Task item. Restate the lines exactly, starting at the line that contains "Query: wispy cloud" and finishing with the final line of the records.

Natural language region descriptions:
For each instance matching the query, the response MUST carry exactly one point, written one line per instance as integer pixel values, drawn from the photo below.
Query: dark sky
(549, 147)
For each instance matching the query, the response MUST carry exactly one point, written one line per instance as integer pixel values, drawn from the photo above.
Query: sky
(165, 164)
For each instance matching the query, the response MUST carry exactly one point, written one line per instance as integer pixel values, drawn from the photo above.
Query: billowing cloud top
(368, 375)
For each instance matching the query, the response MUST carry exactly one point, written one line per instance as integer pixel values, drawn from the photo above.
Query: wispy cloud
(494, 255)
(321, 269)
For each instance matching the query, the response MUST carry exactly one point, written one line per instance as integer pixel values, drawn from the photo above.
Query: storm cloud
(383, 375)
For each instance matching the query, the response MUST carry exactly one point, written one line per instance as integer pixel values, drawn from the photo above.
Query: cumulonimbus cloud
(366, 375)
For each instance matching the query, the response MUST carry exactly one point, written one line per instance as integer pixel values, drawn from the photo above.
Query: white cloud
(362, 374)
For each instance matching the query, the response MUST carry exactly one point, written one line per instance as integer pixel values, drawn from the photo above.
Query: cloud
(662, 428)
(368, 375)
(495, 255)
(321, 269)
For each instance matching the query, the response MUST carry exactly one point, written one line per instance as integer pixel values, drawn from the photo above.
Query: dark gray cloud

Exercise result.
Query: wispy cloud
(494, 255)
(321, 269)
For each instance matching the query, the response MUST carry exactly one point, written one line per instance as integer pixel values, drawn from the photo above.
Query: storm cloud
(383, 375)
For each instance matching the query, the response MUST carry exactly one point, written one line per instance as integer pixel values, drawn from the photo above.
Query: cumulonimbus cloud
(366, 375)
For each instance matching the query, the response MUST carry exactly one point, written one line per instance as integer pixel values, drawn from the photo above.
Query: white cloud
(362, 374)
For each instance matching the query, the response MUST carry exactly one point, written one line per instance as integer pixel values, drawn from the photo above.
Query: cloud
(662, 428)
(368, 375)
(495, 255)
(321, 269)
For each instance matching the query, the response MUST carry exactly one point, written one line per instance as integer pixel values, drawn from the photo above.
Query: dark gray cloud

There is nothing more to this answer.